START Data for this exercise

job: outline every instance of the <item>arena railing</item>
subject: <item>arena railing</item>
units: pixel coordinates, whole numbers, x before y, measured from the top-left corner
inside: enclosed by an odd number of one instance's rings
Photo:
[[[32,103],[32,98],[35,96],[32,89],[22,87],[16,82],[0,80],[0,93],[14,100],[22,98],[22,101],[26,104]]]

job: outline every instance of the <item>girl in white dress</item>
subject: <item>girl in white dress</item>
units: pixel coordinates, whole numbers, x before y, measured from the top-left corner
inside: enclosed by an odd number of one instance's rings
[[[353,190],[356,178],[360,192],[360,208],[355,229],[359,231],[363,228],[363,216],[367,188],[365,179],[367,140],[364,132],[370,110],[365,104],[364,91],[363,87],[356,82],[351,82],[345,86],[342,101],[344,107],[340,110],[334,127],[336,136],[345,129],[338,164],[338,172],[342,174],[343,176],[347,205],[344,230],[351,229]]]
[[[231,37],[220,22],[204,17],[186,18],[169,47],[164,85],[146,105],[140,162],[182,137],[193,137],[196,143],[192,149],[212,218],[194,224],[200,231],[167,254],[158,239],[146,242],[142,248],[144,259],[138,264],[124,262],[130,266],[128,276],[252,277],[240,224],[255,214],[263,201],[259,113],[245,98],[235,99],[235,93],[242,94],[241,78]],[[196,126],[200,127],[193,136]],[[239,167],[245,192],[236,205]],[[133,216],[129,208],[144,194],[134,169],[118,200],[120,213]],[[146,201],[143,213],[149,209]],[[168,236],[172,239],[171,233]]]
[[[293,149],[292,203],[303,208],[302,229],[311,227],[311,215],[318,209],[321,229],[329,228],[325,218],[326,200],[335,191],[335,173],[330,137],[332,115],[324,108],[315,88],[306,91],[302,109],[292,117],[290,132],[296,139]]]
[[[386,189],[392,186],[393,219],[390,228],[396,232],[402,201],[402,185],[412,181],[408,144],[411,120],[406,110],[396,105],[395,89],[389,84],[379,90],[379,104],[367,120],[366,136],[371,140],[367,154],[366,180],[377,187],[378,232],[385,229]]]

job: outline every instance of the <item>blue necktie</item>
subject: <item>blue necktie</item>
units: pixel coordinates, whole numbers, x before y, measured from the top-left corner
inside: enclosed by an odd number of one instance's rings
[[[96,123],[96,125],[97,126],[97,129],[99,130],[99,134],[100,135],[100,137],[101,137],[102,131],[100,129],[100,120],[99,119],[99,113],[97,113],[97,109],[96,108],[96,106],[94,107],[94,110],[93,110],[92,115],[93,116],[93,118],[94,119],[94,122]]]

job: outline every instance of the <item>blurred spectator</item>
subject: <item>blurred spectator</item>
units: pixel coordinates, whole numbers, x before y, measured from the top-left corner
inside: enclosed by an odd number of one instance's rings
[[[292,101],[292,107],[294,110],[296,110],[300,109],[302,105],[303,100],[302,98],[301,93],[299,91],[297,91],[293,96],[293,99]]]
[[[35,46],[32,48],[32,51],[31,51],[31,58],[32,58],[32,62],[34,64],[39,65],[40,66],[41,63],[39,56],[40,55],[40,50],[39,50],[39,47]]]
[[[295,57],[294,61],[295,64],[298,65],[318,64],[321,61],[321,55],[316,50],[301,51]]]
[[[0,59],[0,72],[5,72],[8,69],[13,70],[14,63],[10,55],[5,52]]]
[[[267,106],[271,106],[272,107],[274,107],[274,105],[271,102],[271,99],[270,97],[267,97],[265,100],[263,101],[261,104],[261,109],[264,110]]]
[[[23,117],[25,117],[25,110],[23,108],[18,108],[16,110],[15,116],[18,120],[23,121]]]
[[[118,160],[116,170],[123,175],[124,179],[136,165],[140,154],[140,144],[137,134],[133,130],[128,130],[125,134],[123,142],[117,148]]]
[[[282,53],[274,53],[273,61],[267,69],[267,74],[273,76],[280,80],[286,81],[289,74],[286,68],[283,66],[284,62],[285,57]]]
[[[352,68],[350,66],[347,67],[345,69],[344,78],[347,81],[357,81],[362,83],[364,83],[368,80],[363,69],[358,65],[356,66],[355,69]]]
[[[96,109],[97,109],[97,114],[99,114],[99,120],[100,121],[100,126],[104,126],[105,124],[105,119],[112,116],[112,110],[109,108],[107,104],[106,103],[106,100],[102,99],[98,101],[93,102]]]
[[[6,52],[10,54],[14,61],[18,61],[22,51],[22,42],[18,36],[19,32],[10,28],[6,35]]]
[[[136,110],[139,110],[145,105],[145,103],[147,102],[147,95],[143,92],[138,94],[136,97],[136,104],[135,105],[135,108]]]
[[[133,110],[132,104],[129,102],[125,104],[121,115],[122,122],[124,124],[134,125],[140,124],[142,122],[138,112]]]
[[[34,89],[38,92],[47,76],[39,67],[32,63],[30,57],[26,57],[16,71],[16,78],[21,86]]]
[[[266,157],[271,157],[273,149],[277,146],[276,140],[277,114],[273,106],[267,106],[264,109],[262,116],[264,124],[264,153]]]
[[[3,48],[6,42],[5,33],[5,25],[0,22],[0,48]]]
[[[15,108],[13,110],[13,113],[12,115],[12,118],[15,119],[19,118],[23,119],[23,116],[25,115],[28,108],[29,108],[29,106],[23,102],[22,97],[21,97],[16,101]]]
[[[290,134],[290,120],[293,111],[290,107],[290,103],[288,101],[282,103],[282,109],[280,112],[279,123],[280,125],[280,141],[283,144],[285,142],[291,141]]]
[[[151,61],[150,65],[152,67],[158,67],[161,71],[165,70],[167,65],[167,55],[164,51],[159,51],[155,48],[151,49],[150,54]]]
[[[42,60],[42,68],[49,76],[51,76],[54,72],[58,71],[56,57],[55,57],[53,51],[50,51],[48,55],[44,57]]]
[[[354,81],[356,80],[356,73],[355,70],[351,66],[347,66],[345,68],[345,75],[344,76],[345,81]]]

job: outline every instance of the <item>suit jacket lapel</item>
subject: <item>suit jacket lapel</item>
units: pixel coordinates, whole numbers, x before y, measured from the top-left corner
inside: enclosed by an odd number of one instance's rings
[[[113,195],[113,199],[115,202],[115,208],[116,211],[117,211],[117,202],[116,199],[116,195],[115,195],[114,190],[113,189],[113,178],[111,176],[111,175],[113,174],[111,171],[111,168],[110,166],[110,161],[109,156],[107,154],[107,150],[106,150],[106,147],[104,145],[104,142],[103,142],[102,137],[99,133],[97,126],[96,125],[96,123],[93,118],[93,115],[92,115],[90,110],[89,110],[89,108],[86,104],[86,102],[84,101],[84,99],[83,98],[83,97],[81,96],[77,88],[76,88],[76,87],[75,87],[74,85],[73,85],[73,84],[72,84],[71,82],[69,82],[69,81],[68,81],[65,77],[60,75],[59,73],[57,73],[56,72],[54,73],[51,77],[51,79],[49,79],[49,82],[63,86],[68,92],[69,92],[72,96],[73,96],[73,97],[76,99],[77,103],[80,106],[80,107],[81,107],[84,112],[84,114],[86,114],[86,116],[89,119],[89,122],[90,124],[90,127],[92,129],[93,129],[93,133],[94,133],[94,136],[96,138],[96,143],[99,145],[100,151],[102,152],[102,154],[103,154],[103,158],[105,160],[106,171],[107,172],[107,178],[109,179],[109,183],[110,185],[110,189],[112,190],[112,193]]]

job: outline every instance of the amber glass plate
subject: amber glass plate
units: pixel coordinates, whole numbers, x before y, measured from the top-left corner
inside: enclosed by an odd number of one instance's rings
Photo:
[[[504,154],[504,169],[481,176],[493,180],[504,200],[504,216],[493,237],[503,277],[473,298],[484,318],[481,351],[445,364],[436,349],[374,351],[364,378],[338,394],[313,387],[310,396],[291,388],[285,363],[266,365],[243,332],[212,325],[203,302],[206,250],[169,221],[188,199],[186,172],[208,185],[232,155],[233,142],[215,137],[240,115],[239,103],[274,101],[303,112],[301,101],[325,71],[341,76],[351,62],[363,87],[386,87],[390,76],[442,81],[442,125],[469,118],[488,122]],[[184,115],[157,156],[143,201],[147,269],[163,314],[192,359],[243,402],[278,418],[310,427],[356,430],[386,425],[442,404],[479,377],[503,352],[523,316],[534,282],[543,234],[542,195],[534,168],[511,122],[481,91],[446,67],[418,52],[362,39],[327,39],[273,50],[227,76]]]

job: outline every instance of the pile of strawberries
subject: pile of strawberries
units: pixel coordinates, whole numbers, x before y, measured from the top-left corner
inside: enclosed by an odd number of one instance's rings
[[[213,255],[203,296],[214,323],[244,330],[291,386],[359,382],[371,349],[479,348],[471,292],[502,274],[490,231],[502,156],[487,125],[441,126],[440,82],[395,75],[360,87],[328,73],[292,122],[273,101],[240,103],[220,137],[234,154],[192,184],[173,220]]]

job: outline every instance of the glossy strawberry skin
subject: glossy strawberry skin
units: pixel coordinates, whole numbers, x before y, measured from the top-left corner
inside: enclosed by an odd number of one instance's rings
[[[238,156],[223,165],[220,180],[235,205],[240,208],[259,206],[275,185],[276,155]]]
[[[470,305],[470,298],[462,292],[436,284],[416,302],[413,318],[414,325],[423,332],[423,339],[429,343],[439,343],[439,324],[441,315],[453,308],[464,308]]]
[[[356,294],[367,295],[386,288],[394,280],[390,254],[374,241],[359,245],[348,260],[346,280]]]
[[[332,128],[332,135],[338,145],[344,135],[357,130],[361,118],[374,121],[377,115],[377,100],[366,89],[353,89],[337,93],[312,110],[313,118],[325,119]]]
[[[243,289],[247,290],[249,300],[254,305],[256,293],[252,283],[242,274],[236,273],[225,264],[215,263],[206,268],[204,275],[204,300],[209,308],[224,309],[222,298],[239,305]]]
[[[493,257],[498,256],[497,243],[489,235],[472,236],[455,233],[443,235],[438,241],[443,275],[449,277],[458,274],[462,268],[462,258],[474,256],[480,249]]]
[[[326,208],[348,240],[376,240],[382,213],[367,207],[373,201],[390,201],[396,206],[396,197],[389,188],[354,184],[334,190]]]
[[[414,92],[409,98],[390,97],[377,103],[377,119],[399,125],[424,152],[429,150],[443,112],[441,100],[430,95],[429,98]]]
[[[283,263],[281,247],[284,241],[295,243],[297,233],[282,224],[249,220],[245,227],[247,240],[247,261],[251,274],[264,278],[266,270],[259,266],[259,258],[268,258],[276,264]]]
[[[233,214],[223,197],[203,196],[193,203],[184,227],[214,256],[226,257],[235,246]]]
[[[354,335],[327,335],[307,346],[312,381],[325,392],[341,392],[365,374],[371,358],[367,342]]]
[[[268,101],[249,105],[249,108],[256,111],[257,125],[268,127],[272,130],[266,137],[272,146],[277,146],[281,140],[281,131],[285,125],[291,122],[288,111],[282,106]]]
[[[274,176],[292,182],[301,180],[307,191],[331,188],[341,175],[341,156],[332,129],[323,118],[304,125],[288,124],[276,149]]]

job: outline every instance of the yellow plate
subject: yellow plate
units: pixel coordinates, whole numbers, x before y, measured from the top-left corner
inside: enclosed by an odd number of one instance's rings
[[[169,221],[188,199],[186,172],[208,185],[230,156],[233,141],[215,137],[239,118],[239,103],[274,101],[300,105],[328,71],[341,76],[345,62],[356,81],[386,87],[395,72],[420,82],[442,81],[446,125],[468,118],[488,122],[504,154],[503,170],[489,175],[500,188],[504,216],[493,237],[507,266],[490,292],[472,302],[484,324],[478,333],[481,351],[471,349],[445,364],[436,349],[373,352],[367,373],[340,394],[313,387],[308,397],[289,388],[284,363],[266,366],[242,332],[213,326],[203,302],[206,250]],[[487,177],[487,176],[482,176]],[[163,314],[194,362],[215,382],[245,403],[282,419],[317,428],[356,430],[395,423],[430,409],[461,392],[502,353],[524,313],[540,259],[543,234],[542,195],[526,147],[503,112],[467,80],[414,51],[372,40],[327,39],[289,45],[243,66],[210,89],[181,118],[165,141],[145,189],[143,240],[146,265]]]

END Data for this exercise

**Requirement**
Reproduce the part of the listing that begins with the line containing "job: outline every instance of the yellow" and runs through the end of the listing, changing "yellow plate" to "white plate" and leaving everything else as it stands.

**Response**
job: outline every instance of the white plate
subject: white plate
units: pixel coordinates, whole numbers, x before y, measured from the top-left corner
inside: enclosed by an odd number of one instance's rings
[[[169,221],[188,199],[186,172],[208,185],[230,156],[233,141],[215,137],[239,118],[239,103],[274,101],[300,105],[328,71],[341,76],[345,62],[356,81],[386,87],[395,72],[420,82],[442,81],[446,125],[468,118],[488,122],[504,154],[503,170],[489,175],[500,188],[504,216],[493,237],[507,266],[490,292],[472,302],[484,324],[478,333],[481,351],[471,349],[445,364],[436,349],[373,352],[367,373],[340,394],[313,387],[308,397],[289,388],[284,363],[266,366],[242,332],[213,326],[203,302],[206,250]],[[487,177],[487,176],[482,176]],[[163,314],[194,362],[215,382],[245,403],[282,419],[317,428],[356,430],[395,423],[430,409],[461,392],[502,353],[524,313],[540,259],[543,234],[542,195],[526,147],[503,112],[467,80],[414,51],[372,40],[327,39],[289,45],[243,66],[210,89],[181,118],[165,141],[145,189],[143,240],[146,265]]]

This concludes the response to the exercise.